▸ **Exercise goal**
Scan the entries that follow for the word "crown", then report every line in which it appears.

▸ **Records for the exercise**
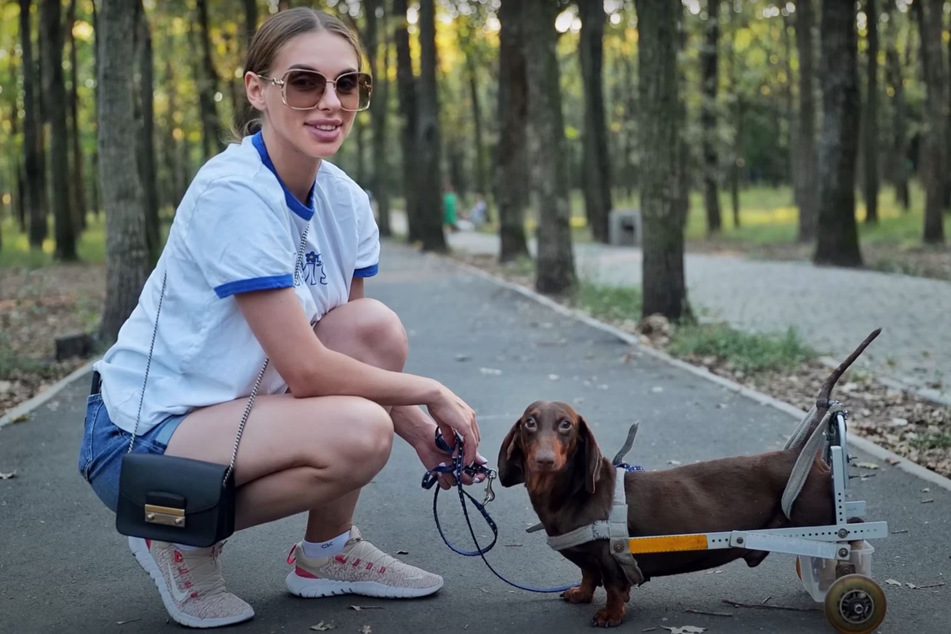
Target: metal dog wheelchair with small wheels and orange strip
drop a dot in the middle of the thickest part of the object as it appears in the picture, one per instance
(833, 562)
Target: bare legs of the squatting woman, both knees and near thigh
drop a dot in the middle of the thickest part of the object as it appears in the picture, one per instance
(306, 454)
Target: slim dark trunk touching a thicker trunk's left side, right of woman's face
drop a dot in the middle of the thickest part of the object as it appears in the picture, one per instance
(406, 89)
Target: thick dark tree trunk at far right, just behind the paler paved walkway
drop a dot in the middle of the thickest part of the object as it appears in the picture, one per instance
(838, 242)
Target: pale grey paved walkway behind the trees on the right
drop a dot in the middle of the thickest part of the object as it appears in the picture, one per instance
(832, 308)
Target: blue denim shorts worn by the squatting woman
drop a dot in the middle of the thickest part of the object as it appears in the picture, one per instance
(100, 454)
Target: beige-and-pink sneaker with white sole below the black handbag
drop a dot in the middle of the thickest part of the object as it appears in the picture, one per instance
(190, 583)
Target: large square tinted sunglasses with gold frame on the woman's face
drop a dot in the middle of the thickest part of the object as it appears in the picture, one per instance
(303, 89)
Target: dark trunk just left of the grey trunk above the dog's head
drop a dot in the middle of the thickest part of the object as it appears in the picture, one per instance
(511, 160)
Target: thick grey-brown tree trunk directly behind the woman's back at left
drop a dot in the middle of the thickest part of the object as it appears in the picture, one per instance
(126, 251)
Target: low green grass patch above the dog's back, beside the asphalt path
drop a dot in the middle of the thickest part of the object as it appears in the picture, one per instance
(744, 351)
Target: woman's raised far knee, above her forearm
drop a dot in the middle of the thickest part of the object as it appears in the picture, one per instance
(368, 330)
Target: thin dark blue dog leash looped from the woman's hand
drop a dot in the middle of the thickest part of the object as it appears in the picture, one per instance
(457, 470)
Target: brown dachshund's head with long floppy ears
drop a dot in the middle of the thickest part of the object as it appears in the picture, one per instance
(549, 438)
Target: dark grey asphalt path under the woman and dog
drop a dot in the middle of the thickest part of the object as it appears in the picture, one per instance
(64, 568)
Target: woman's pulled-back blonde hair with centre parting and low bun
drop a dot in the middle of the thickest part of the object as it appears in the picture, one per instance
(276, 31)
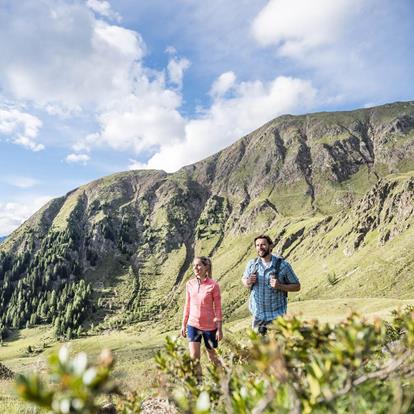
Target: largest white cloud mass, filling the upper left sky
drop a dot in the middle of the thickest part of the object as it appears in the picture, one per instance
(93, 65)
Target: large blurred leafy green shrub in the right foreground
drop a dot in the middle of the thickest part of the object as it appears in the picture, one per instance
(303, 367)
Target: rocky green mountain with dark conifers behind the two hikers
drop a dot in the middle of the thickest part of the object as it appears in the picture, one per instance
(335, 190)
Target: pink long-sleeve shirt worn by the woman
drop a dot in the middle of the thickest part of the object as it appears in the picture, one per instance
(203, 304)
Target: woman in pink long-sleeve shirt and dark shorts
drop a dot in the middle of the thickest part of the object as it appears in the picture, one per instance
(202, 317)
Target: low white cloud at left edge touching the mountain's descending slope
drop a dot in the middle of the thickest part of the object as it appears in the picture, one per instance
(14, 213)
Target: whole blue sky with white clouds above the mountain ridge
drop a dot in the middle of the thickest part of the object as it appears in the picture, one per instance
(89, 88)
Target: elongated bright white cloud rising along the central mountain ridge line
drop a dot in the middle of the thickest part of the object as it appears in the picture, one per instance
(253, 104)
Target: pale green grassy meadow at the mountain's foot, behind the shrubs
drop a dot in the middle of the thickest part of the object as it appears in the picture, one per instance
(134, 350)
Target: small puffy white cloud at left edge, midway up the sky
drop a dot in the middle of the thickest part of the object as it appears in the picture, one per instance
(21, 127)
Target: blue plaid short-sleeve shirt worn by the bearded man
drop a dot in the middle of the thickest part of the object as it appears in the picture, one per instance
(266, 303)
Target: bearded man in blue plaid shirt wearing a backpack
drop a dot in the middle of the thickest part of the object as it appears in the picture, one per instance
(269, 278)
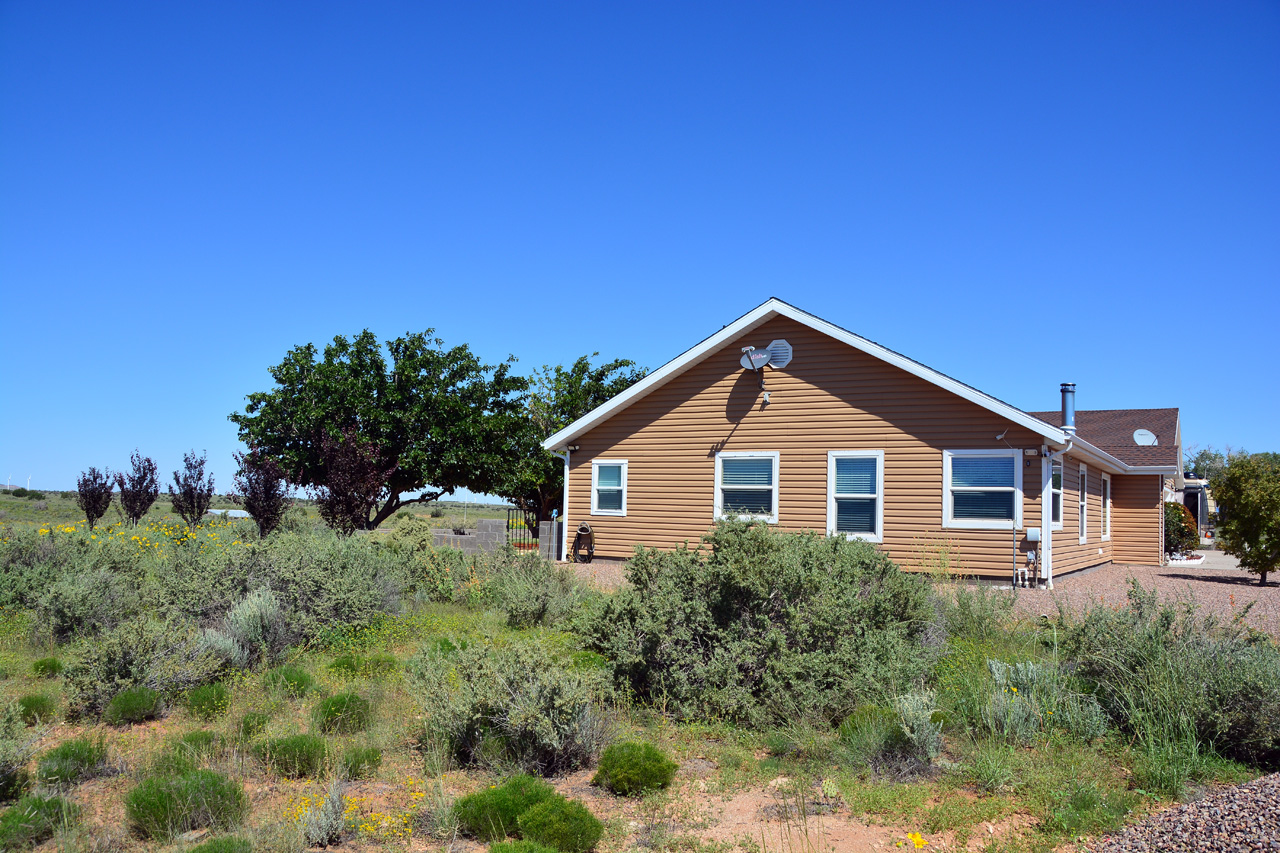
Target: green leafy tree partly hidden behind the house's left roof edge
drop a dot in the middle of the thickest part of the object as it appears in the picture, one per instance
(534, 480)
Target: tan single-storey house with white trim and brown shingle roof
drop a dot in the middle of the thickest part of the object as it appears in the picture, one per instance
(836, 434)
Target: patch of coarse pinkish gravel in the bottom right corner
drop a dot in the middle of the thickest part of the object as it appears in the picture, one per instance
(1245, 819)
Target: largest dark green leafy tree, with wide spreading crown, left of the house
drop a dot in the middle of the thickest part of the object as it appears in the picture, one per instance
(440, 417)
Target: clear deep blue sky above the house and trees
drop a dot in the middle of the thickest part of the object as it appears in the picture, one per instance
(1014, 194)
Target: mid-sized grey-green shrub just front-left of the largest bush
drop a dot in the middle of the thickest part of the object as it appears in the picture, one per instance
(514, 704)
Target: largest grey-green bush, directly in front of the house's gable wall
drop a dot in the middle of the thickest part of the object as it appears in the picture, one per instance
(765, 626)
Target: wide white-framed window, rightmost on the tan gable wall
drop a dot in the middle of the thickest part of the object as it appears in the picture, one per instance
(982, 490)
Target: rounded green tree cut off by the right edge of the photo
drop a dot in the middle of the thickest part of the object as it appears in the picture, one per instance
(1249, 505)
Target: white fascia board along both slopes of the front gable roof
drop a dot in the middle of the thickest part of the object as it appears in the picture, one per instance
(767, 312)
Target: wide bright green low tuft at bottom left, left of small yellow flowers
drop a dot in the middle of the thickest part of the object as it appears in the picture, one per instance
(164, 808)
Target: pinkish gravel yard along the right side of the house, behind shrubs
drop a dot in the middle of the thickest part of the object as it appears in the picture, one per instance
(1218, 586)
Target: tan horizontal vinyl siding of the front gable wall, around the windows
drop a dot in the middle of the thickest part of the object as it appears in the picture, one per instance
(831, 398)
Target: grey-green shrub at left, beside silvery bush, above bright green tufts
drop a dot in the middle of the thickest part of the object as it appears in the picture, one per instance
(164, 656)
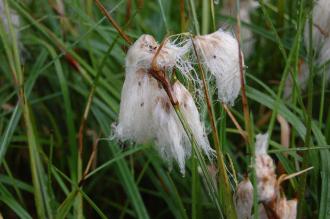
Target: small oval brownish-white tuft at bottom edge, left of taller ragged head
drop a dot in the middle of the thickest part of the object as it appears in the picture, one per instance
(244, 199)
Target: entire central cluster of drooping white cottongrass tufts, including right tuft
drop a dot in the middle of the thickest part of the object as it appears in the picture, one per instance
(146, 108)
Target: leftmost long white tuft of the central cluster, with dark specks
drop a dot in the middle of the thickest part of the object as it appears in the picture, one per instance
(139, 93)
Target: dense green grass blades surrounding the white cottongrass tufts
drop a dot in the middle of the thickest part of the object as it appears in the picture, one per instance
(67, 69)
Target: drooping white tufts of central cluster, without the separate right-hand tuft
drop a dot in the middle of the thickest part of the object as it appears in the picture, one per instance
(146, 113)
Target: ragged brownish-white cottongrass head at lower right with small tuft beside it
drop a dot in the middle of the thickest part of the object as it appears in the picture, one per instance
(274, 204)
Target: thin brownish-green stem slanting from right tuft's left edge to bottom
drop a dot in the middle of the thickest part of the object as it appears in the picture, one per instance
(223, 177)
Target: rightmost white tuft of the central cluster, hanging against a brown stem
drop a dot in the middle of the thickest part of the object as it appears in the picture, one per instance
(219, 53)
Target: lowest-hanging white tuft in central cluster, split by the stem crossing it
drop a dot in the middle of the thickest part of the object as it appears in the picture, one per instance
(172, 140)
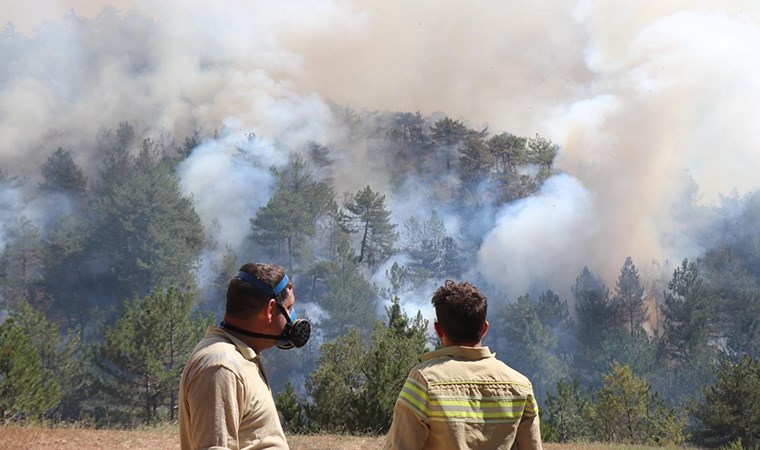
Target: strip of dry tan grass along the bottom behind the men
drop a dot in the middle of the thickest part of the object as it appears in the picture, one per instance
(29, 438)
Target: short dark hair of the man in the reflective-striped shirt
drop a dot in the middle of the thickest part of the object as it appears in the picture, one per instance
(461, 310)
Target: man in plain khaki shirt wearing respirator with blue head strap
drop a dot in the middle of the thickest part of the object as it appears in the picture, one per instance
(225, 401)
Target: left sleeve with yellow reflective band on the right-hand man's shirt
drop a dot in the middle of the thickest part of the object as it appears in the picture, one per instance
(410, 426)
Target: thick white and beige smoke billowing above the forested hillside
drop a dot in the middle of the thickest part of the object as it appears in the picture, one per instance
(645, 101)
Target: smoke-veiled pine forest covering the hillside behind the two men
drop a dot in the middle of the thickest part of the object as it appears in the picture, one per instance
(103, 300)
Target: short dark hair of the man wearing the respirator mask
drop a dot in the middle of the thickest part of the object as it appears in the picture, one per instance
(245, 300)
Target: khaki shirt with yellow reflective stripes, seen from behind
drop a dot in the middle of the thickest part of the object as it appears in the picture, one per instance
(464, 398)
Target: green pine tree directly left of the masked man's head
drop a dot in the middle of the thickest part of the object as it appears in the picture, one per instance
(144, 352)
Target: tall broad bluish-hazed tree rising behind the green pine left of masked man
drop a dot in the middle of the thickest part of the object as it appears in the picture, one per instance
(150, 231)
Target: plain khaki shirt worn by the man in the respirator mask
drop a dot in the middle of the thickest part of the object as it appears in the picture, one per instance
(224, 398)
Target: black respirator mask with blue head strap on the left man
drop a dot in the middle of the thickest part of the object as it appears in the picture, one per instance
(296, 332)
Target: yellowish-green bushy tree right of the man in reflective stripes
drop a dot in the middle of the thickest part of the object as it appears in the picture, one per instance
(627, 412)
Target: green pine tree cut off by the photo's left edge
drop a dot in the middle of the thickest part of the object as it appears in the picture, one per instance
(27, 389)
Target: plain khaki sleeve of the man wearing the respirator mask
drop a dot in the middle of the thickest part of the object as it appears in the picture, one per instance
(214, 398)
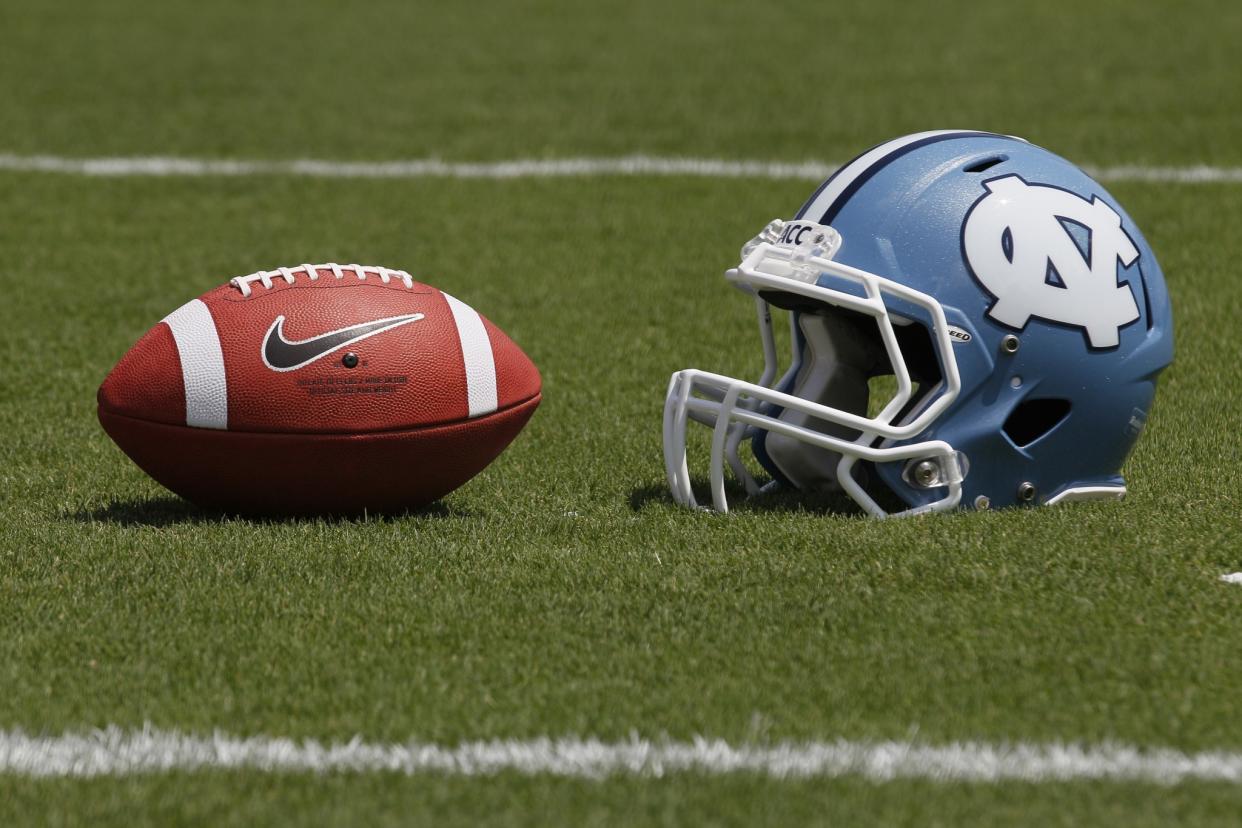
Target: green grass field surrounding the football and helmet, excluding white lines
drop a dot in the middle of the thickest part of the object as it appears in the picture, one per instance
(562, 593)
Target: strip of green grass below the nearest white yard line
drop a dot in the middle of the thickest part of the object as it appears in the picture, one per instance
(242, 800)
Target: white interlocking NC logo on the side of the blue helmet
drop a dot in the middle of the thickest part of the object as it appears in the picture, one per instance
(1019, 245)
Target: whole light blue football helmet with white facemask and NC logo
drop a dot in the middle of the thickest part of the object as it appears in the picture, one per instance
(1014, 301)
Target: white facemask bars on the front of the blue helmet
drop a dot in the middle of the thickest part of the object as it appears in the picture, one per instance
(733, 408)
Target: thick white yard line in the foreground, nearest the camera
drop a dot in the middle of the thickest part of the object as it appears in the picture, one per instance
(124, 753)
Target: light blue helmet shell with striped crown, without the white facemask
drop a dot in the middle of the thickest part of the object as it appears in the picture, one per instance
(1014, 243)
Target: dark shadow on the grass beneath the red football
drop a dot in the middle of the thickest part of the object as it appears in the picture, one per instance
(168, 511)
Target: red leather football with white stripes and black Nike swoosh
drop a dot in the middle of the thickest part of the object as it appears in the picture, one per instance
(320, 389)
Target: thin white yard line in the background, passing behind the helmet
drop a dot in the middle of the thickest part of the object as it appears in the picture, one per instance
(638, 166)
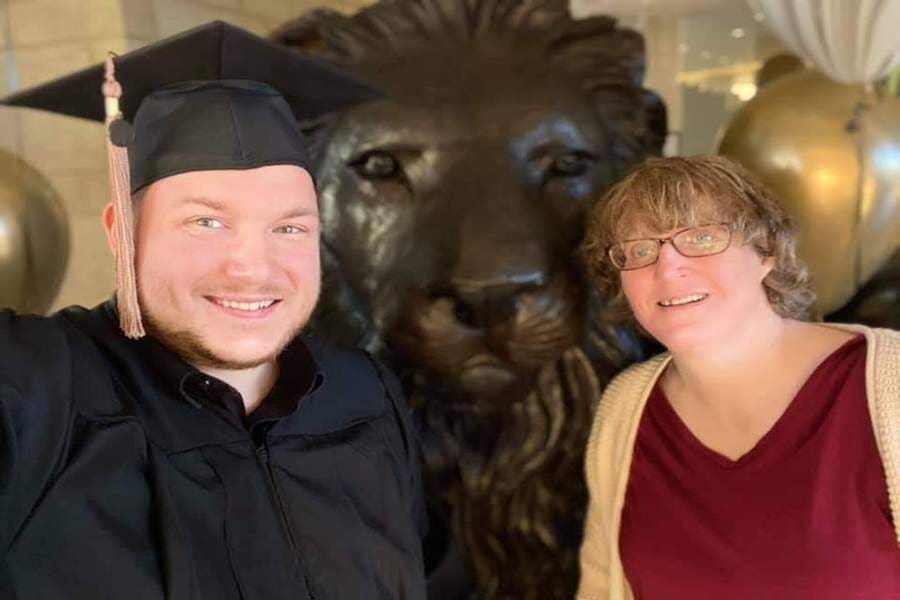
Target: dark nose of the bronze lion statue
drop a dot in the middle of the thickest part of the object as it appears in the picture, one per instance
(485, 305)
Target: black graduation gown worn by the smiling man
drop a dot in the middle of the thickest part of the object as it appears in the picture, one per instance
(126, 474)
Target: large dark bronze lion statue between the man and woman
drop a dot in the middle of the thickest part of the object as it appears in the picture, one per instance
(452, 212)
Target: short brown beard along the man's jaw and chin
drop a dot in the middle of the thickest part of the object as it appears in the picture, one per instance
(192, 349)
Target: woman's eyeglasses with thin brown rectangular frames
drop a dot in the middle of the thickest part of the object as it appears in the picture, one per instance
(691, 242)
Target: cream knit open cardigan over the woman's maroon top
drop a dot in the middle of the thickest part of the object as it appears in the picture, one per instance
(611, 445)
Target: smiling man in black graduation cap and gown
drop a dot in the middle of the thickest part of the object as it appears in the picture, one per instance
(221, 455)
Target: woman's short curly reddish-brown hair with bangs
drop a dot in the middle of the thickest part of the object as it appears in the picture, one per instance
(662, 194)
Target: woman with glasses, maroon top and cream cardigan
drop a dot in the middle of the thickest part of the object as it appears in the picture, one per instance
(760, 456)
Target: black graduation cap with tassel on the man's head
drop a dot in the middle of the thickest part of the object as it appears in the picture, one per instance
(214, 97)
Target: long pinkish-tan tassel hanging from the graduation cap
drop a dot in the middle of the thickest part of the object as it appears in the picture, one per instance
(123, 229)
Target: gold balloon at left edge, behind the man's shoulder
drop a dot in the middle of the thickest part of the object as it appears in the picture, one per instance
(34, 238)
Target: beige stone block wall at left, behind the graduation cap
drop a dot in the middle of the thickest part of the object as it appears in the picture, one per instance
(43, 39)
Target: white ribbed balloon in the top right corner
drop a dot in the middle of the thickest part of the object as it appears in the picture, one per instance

▸ **Reply to the task**
Target: largest dark green leafy tree, with wide spreading crown, left of the house
Target: light blue helmet shell with striped crown, without the white facemask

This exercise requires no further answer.